— Selected text —
When the Syriza party, as chief partner of the country’s coalition government formed early in 2015, decided to nullify legislation ratified by a previous administration for the establishment and sale of “Small PPC”, a new company that was to be carved out of the power utility to represent 30 percent of its production capacity – including lignite and hydropower units – customers and debt commitments, it trumpeted a political victory for nullifying, in an unprecedented move, a bailout-related law, but, at the same time, was taking on a big risk.
This PPC initiative now appears to be backfiring as the EU’s ensuing decarbonization policies – the basic reason behind last week’s failure of Syriza’s alternative plan, a sale offering PPC lignite units – progressed at a more rapid pace than the government had anticipated.
A successful sale by PPC of Meliti and Megalopoli power station units included in its disinvestment package was crucial for the prevention of further measures by the European Commission.
Instead, the current combination of three pivotal factors in Greece’s electricity market makes for an explosive mix.
PPC’s ongoing monopoly of the country’s lignite resources, offering the utility unfair advantages over rivals in the wholesale and retail electricity markets; the power utility’s stubbornly high electricity market shares; as well as a developing Brussels investigation of PPC over suspicions it has abused its market dominance and manipulated Greece’s energy market through its hydropower units could prompt major developments.

— Brief —
Rewrite the text about Greece's power utility from "A successful sale" to "the European Commission.", replacing "disinvestment package" with "divestment package". The listing is separate material with no connection to the text about Greece's power utility.

— Supplied data —
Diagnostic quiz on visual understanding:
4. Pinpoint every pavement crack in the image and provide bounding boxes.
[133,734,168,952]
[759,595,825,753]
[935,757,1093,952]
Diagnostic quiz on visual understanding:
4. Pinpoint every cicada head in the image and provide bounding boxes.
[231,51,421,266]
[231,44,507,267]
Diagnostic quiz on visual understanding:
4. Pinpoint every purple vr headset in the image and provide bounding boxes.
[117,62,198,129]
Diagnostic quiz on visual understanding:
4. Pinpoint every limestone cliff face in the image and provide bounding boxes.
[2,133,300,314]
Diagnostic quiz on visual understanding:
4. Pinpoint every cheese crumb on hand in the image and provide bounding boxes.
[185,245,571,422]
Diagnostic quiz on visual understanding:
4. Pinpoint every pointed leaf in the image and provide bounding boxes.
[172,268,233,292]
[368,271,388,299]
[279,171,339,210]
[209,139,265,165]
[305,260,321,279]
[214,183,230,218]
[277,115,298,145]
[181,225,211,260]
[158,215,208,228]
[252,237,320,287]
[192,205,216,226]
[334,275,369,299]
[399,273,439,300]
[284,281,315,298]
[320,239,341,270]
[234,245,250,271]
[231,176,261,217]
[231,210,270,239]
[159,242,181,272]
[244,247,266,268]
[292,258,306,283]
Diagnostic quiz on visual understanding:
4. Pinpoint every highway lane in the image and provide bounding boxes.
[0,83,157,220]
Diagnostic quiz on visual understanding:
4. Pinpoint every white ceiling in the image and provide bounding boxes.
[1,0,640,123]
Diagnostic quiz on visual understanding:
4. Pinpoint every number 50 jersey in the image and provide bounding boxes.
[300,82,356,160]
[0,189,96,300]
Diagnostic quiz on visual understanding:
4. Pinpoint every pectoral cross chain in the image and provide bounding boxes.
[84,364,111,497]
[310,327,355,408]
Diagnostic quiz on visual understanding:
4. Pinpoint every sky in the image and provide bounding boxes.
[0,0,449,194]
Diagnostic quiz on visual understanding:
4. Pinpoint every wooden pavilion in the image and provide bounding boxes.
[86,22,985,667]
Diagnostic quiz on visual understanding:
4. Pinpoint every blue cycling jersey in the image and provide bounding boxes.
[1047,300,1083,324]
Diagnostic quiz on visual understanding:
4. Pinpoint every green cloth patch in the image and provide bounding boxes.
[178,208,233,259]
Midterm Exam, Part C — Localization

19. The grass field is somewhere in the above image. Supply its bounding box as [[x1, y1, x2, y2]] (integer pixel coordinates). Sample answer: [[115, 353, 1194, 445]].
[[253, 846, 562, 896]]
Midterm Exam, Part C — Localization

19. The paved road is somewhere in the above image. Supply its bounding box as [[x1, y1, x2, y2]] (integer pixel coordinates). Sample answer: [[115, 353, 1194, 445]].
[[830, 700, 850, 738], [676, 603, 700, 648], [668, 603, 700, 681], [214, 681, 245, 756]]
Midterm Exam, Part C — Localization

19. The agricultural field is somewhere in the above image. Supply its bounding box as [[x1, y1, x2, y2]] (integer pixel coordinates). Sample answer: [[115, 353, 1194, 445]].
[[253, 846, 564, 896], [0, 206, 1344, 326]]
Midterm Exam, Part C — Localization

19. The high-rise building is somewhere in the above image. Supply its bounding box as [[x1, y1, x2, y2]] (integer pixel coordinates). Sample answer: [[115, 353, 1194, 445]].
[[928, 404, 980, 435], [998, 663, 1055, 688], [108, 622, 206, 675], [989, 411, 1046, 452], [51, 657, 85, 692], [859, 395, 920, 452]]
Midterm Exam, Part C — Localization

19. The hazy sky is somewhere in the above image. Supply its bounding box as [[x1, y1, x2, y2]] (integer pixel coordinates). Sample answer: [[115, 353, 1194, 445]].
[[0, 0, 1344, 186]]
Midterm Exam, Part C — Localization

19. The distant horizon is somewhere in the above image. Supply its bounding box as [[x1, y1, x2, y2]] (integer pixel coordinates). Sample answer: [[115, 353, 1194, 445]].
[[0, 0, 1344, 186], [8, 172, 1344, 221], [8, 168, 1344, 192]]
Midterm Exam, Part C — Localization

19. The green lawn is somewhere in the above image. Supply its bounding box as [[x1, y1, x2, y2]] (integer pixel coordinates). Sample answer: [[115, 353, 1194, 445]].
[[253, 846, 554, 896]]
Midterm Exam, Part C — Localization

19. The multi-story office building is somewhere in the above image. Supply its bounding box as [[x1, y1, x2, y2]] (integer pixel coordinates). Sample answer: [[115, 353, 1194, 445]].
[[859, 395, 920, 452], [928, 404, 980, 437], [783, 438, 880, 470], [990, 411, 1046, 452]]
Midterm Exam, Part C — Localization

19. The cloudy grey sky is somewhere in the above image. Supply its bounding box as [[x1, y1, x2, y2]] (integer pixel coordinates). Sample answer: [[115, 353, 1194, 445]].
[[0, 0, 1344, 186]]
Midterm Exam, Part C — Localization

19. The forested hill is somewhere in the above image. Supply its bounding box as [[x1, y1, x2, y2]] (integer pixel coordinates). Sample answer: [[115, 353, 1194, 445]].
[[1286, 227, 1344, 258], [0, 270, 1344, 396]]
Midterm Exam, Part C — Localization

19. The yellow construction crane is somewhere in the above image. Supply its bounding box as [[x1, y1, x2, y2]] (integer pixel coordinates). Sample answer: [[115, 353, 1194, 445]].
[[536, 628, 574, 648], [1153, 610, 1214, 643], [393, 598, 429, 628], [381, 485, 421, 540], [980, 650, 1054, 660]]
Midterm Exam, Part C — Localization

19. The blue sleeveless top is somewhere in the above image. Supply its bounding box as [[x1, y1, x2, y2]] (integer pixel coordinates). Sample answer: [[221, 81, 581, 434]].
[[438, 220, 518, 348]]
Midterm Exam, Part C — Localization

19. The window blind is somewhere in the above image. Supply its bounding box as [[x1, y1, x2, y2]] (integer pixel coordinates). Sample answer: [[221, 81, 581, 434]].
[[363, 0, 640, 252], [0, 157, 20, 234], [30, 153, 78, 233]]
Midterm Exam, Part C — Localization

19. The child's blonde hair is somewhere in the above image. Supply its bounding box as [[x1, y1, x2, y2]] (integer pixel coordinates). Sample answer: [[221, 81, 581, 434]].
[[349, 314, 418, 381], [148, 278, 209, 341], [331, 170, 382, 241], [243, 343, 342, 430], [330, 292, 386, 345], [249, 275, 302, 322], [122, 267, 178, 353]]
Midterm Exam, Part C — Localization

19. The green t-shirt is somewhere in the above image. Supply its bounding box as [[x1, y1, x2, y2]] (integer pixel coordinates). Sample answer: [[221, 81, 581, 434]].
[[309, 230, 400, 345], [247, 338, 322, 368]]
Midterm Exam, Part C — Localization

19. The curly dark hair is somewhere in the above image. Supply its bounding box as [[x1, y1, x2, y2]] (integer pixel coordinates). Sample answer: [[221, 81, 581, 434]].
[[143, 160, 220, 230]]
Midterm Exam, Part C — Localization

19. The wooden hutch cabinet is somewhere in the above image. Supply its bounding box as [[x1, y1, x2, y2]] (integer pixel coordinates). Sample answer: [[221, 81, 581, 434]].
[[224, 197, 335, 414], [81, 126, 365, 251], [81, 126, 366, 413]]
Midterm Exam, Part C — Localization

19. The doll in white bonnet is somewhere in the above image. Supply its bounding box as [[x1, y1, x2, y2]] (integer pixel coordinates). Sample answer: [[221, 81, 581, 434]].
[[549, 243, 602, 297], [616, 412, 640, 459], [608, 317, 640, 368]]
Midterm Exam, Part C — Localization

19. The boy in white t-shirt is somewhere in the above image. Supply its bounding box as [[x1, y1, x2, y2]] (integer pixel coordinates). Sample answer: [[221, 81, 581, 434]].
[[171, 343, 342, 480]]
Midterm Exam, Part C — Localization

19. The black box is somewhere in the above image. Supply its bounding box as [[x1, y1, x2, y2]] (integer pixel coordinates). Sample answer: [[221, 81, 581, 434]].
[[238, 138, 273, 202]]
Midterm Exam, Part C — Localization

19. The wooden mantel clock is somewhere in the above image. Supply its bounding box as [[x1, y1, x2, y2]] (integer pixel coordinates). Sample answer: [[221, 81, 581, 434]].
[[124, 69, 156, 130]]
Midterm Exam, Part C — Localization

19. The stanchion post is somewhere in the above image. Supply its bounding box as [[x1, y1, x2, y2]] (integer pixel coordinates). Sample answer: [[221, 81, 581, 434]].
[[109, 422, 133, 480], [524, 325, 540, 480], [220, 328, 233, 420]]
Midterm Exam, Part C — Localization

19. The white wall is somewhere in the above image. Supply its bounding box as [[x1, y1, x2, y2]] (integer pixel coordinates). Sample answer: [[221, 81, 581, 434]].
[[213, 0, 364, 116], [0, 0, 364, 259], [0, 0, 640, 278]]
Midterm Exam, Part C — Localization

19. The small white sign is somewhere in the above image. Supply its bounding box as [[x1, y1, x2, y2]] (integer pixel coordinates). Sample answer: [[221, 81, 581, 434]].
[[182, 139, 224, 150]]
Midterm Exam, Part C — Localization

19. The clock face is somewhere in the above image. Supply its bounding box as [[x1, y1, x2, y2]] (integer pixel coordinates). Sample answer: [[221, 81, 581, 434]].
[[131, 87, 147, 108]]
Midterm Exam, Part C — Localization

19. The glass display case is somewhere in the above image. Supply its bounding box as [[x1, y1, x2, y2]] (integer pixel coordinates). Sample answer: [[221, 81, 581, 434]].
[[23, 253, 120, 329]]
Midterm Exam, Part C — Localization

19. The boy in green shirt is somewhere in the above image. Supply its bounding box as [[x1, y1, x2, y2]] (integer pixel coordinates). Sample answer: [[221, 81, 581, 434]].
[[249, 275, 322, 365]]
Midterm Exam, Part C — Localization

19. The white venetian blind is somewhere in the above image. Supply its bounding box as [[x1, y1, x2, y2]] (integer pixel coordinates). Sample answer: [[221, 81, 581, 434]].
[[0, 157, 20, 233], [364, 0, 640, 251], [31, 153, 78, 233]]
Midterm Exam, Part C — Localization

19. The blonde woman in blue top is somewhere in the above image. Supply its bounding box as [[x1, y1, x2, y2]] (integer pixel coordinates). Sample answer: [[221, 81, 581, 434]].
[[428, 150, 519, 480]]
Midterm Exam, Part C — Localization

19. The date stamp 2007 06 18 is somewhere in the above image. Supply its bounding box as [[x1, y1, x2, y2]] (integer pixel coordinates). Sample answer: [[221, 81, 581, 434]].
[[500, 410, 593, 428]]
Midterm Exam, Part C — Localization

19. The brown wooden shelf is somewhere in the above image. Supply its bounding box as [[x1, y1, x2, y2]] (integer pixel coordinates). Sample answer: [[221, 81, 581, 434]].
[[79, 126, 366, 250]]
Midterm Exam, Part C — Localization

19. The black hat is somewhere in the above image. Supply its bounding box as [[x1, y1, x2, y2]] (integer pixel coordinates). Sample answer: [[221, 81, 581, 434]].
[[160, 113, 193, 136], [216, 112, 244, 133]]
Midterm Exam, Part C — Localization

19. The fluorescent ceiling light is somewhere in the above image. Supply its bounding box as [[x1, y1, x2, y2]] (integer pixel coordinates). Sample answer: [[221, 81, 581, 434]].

— Worked solution —
A successful sale by PPC of Meliti and Megalopoli power station units included in its divestment package was crucial for the prevention of further measures by the European Commission.